> _TEXT_
_ _ _ _ _
Building documentation

To build the sphinx documentation, you must have sphinx and related packages installed (see build_requirements.txt in the repository root). Then run:

cd docs
make html

This will build all your documentation in docs/build/html.

Setting up your AzureML workspace

  • In the browser, navigate to the AzureML workspace that you want to use for running your tests.

  • In the top right section, there will be a dropdown menu showing the name of your AzureML workspace. Expand that.

  • In the panel, there is a link “Download config file”. Click that.

  • This will download a file config.json. Move that file to the root folder of your hi-ml repository. The file name is already present in .gitignore, and will hence not be checked in.

Creating and Deleting Docker Environments in AzureML

  • Passing a docker_base_image into submit_to_azure_if_needed causes a new image to be built and registered in your workspace (see docs for more information).
_ _ _ _ _
Continue the text on building documentation and setting up an AzureML workspace from the point where it stops. The records play no part in what is asked here.
_ _ _ _ _
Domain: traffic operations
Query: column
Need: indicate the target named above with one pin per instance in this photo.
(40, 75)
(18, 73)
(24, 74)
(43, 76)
_ _ _ _ _
> _EXERCISE OUTPUT_
  • To remove an environment use the az ml environment delete function in the AzureML CLI (note that all the parameters need to be set, none are optional).

Testing

For all of the tests to work locally you will need to cache your AzureML credentials. One simple way to do this is to run the example in src/health/azure/examples (i.e. run python elevate_this.py --message='Hello World' --azureml or make example) after editing elevate_this.py to reference your compute cluster.

When running the tests locally, they can either be run against the source directly, or the source built into a package.

  • To run the tests against the source directly in the local src folder, ensure that there is no wheel in the dist folder (for example by running make clean). If a wheel is not detected, then the local src folder will be copied into the temporary test folder as part of the test process.

  • To run the tests against the source as a package, build it with make build. This will build the local src folder into a new wheel in the dist folder. This wheel will be detected and passed to AzureML as a private package as part of the test process.

Creating a New Release

To create a new package release, follow these steps:

  • Double-check that CHANGELOG.md is up-to-date: It should contain a section for the next package version with subsections Added/Changed/…

  • On the repository’s github page, click on “Releases”, then “Draft a new release”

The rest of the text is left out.